**Activity 1:**
Answer these questions from the catalysis text, giving each answer on its own line with the same letter.
(a) How much manganese oxide is weighed out in the second step of the practical?
(b) How often, and for how long, is the amount of oxygen recorded?
(c) How do catalysts work?
**Activity 2:**
For each statement, decide whether it agrees with the catalysis text. Answer yes or no, and quote the words of the text that decide it.
(a) Copper (II) oxide is a weak catalyst for the decomposition of hydrogen peroxide.
(b) In the first step, the hydrogen peroxide is transferred to a 250cm3 conical flask.
(c) A catalyst increases the energy of the particles.
**Activity 3:**
Retype the part of the catalysis text between "Add the manganese" and "oxygen versus time.", inclusive.

**Text segment:**
You can only find out by weighing it before you add it to the hydrogen peroxide solution and then re-weighing it at the end.

Question 114

How can you extract the manganese oxide from the liquid?

Answer 114

By filtering it through a weighed filter paper, allowing the paper and residue to dry, and then reweighing to calculate the mass of the remaining manganese oxide.

Question 115

What should you find out upon weighing the manganese oxide both times?

Answer 115

You should find that the mass hasn’t changed.

Question 116

What is the apparatus needed to investigate the effect of different solids on the catalytic decomposition of hydrogen peroxide solution?

Question 117

What is a disadvantage of using this apparatus?

Answer 117

Some oxygen will escape at the beginning of the reaction when the magnesium oxide is added to hydrogen peroxide before the bung can be put back on the conical flask.

Question 118

What is an alternative apparatus that we could use?
(Modified apparatus to avoid the loss of oxygen at the beginning of the experiment).

Question 119

How do you use this apparatus?

Answer 119

When you are ready to start the reaction, shake the flask so that the weighing bottle falls over and the manganese oxide comes into contact with the hydrogen peroxide. You need to keep shaking so that an even mixture is formed.

Question 120

What is the first step in the practical when investigating the effect of different solids on the catalytic decomposition of hydrogen peroxide solution?

Answer 120

Measure 100cm3 of 2 vol hydrogen peroxide and transfer to a 250cm3 conical flask.

Question 121

What is the second step in the practical when investigating the effect of different solids on the catalytic decomposition of hydrogen peroxide solution?

Answer 121

Weigh out 0.20g of manganese oxide on a balance.

Question 122

What is the third step in the practical when investigating the effect of different solids on the catalytic decomposition of hydrogen peroxide solution?

Answer 122

Add the manganese oxide to the hydrogen peroxide and quickly replace the bung with the gas syringe already attached. Swirl the reaction mixture at a constant speed.

Question 123

What is the fourth step in the practical when investigating the effect of different solids on the catalytic decomposition of hydrogen peroxide solution?

Answer 123

Record the amount of oxygen produced every 20 seconds for 3 minutes and plot a graph of volume of oxygen versus time.

Question 124

What is the fifth step in the practical when investigating the effect of different solids on the catalytic decomposition of hydrogen peroxide solution?

Answer 124

Repeat the reaction with 0.20g of lead (IV) oxide and copper (II) oxide but keep everything else the same.

Question 125

What is an image of a graph that shows the catalytic effect of different solids on the decomposition of H202?

Question 126

What is an explanation of the graph?

Answer 126

The sample data below show manganese (IV) oxide is a very effective catalyst for the decomposition of hydrogen peroxide. In comparison, lead (IV) oxide is less effective as the rate of the reaction is much slower and copper (II) oxide does not act as a catalyst for this reaction at all.

Question 127

Why do not all collisions result in a reaction happening?

Answer 127

Collisions have to involve at least a certain minimum amount of energy, called the activation energy.

Question 128

What does it mean in terms of particles if a reaction is slow?

Answer 128

If a reaction is slow, it means that very few collisions have this amount of energy; when most collisions happen, the particles simply bounce off each other.

Question 129

How do catalysts work?

Answer 129

Catalysts work by providing an alternative route for the reaction, involving a lower activation energy.

Question 130

What happens if the activation energy is lower?

Answer 130

Many more collisions are likely to be succesful.

Question 131

Why does the reaction happen faster with catalysts?

Answer 131

The reaction happens faster because many more particles have energy greater than or equal to the activation energy for the alternative route. The energy of the particles has not changed but it has been made easier for them to react.

Question 132

What do catalysts NOT DO?

Answer 132

They do not ‘lower the activation energy’. The original route is still there, and if the particles collide with enough energy they will still use it.

**Entries provided:**
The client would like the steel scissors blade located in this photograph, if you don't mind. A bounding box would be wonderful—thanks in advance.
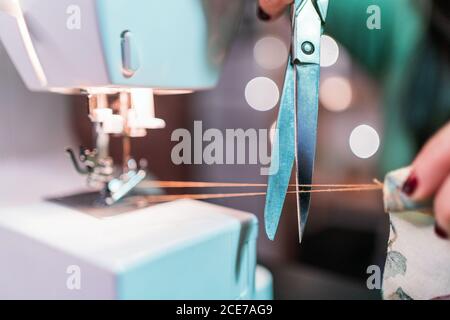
[264,0,328,242]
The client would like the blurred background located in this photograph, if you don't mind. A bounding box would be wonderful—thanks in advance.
[0,1,446,299]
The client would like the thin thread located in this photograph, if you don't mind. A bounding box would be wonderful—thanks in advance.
[142,181,379,188]
[135,184,382,203]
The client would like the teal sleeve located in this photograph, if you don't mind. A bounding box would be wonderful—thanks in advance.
[325,0,421,79]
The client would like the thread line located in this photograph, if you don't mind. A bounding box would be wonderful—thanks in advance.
[134,184,382,203]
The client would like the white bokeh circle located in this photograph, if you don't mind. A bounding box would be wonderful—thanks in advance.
[253,36,288,70]
[245,77,280,111]
[320,76,353,112]
[349,124,380,159]
[320,35,339,67]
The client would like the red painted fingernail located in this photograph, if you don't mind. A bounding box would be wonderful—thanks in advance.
[434,224,448,240]
[402,174,419,196]
[257,6,271,21]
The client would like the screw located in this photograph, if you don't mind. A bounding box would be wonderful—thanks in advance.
[302,41,315,55]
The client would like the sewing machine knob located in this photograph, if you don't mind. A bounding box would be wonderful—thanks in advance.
[121,31,140,78]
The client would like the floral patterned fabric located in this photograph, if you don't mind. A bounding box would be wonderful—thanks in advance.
[383,172,450,300]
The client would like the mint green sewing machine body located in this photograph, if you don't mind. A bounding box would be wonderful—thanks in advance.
[0,0,271,299]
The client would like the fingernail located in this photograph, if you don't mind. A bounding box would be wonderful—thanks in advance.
[402,174,419,196]
[434,224,448,240]
[257,6,270,21]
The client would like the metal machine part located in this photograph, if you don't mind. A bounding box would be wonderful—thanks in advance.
[67,89,165,205]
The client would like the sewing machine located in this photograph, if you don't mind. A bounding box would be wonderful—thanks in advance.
[0,0,271,299]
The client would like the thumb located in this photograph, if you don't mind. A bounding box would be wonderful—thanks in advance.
[403,123,450,200]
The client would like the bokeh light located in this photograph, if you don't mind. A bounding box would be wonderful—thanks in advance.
[349,124,380,159]
[245,77,280,111]
[253,36,288,70]
[269,121,277,145]
[320,35,339,67]
[320,77,353,112]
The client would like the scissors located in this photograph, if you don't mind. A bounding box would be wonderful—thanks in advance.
[264,0,328,242]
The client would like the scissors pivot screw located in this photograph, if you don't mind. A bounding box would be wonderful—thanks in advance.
[302,41,315,54]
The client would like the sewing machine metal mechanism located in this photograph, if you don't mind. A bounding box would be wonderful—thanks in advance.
[0,0,271,299]
[67,89,165,205]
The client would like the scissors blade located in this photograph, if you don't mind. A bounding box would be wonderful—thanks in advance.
[264,57,295,240]
[295,64,320,242]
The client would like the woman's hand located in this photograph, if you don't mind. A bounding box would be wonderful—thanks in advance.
[258,0,294,21]
[403,123,450,238]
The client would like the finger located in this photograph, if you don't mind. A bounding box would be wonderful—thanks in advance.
[434,176,450,237]
[403,124,450,200]
[258,0,293,20]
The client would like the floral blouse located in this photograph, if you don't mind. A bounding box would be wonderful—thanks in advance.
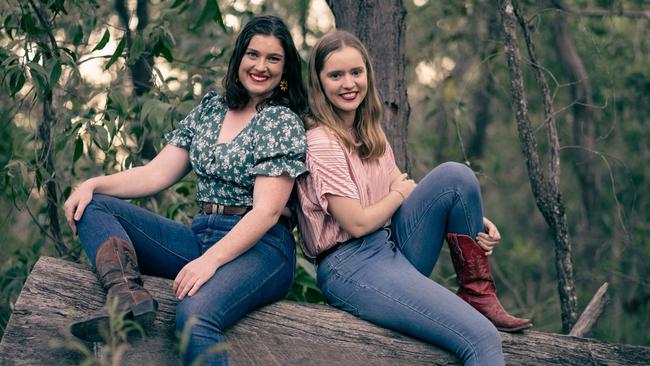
[165,91,307,207]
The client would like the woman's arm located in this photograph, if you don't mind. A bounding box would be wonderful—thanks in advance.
[325,168,416,238]
[63,145,191,234]
[173,176,294,300]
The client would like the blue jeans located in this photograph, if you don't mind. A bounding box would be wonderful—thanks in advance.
[78,194,296,365]
[317,163,504,365]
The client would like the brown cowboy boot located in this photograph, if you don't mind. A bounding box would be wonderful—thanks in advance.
[447,233,533,332]
[70,237,158,342]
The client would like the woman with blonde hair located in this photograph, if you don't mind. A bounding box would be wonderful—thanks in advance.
[297,31,531,365]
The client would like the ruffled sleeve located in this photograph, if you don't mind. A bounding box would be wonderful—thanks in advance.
[251,106,307,178]
[165,91,218,151]
[307,129,360,213]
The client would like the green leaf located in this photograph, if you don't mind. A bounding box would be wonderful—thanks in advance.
[140,99,171,126]
[190,0,227,32]
[27,62,50,93]
[89,125,109,152]
[72,136,84,163]
[72,24,84,46]
[129,34,146,63]
[171,0,185,9]
[104,37,126,70]
[90,29,111,52]
[7,68,25,97]
[50,61,61,88]
[108,89,129,116]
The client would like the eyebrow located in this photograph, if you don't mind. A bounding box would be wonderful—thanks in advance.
[246,47,284,58]
[327,66,365,75]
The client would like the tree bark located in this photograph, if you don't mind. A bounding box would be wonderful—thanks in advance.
[29,0,68,257]
[467,3,499,165]
[327,0,411,172]
[553,0,598,224]
[115,0,158,160]
[0,257,650,366]
[499,0,577,332]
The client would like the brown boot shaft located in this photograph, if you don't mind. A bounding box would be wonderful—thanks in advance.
[70,237,158,342]
[96,237,152,311]
[447,233,532,332]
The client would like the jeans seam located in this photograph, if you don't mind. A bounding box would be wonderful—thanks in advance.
[327,268,367,313]
[359,278,477,355]
[400,188,471,248]
[220,253,285,317]
[113,214,192,262]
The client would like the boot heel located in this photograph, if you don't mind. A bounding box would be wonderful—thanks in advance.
[131,299,158,319]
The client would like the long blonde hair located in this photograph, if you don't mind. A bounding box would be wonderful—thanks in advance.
[305,30,386,160]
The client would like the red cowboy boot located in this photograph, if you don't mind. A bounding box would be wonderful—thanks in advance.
[70,237,158,342]
[447,233,533,332]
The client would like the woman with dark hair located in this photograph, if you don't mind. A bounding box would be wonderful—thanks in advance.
[65,16,307,365]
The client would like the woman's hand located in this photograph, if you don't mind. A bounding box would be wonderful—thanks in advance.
[389,173,417,200]
[476,217,501,256]
[63,180,95,235]
[172,254,217,300]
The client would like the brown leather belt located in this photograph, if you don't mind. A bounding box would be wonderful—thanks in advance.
[200,202,293,231]
[314,238,360,265]
[201,202,252,216]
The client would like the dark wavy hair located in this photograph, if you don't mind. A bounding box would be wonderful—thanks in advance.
[223,15,307,116]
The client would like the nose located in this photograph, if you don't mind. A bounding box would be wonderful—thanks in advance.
[343,74,354,89]
[255,57,266,71]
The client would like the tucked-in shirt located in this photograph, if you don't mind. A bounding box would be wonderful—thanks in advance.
[296,127,396,258]
[165,91,307,207]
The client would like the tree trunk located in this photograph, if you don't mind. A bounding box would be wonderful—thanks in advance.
[499,0,577,333]
[29,0,68,257]
[552,2,598,224]
[467,3,499,163]
[327,0,411,172]
[115,0,158,160]
[0,257,650,366]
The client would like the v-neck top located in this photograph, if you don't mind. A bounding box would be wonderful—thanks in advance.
[296,126,397,258]
[165,91,307,207]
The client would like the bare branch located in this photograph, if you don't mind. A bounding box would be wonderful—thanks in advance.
[552,0,650,20]
[569,282,609,337]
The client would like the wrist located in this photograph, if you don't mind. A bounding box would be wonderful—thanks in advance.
[389,189,406,202]
[81,177,97,193]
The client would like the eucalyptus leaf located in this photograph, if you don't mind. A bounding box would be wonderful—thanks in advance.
[93,29,111,51]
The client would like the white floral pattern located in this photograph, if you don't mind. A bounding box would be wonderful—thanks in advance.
[165,91,307,207]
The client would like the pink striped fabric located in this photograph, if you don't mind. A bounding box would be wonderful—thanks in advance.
[296,127,395,259]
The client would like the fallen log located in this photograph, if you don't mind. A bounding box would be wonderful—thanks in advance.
[0,257,650,366]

**Written reply 1:**
(a) 0.20g
(b) Every 20 seconds for 3 minutes
(c) They provide an alternative route for the reaction, involving a lower activation energy.

**Written reply 2:**
(a) No: "copper (II) oxide does not act as a catalyst for this reaction at all"
(b) Yes: "Measure 100cm3 of 2 vol hydrogen peroxide and transfer to a 250cm3 conical flask."
(c) No: "The energy of the particles has not changed but it has been made easier for them to react."

**Written reply 3:**
Add the manganese oxide to the hydrogen peroxide and quickly replace the bung with the gas syringe already attached. Swirl the reaction mixture at a constant speed.

Question 123

What is the fourth step in the practical when investigating the effect of different solids on the catalytic decomposition of hydrogen peroxide solution?

Answer 123

Record the amount of oxygen produced every 20 seconds for 3 minutes and plot a graph of volume of oxygen versus time.